───── DATA FOR PROCESSING

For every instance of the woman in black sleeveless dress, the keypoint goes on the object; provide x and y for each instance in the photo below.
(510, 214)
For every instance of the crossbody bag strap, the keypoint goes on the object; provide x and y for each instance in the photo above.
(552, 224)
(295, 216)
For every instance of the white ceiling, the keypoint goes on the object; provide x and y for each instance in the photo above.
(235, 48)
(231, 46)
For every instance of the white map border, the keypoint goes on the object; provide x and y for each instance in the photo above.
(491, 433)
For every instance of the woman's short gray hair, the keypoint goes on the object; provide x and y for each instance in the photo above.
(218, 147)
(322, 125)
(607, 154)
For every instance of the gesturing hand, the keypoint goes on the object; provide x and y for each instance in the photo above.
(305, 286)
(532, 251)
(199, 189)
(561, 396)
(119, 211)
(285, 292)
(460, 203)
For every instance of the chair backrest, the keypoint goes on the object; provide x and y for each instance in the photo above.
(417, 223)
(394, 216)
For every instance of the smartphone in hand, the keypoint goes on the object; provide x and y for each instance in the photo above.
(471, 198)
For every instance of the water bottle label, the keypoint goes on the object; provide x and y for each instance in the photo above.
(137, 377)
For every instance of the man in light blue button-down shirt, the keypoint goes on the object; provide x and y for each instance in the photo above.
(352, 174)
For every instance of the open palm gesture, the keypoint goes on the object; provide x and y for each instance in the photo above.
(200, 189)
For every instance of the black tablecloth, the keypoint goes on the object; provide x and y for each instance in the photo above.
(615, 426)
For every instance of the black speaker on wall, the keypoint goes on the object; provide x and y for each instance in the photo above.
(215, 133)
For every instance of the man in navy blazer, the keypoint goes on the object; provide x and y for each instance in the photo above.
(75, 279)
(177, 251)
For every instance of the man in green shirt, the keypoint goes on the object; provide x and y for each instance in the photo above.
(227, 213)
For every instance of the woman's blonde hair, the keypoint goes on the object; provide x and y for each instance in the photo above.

──────────

**TASK STATEMENT:** Extract the full set of entries word for word.

**SOLUTION TO THIS EXERCISE:**
For every instance of the woman in black sleeveless dress, the keypoint goes on the object; provide x and y for each instance in the photo below.
(510, 214)
For every instance of the crossbody bag strap, the keypoint goes on the object; provide x and y for each instance in the photo above.
(552, 224)
(295, 216)
For every instance of the white ceiling, the keypoint goes on the object; provide x and y for each instance in the photo above.
(235, 48)
(231, 46)
For every instance of the white map border, the keypoint goes on the object; provide x and y for each instance in the photo above.
(491, 433)
For every instance of the woman's short gray hair, the keypoint goes on the object; provide x and y for each instance in the photo above.
(218, 147)
(322, 125)
(607, 154)
For every instance of the gesturing hand, the keypoint goes on the object; provide x and y for each instance in the photo above.
(305, 286)
(532, 251)
(199, 189)
(561, 396)
(119, 211)
(285, 292)
(460, 203)
For every instance of the chair backrest, the keypoint goes on the object; provide x and y for each instance in the photo above.
(417, 223)
(394, 216)
For every instance of the smartphone in hand, the keypoint goes on the object; provide x and y for each instance in the photo above.
(471, 198)
For every instance of the water bottle label, the keypoint goes on the object; provide x and y for each instance in the photo above.
(137, 377)
For every instance of the man in light blue button-down shirt, the keypoint goes on the object; provide x and y for each instance in the photo above.
(352, 174)
For every instance of the open palm gesture, the keypoint goes on the object; provide x and y for each instance in the photo above.
(200, 189)
For every instance of the black tablecloth, the keypoint goes on the object; provide x and y for each instance in the photo above.
(615, 426)
For every instance of the black speaker on wall, the keypoint goes on the object; provide x and y for each instance in the photo above.
(215, 133)
For every instance of the man in navy blazer, the keypoint goes on the object; provide x and y for each instance in the photo above.
(75, 279)
(177, 251)
For every instance of the man in green shirt, the keypoint goes on the object; provide x and y for each instance in the photo above.
(227, 213)
For every instance of the woman's blonde hair, the keypoint goes on the object; provide x and y for each instance in the photo above.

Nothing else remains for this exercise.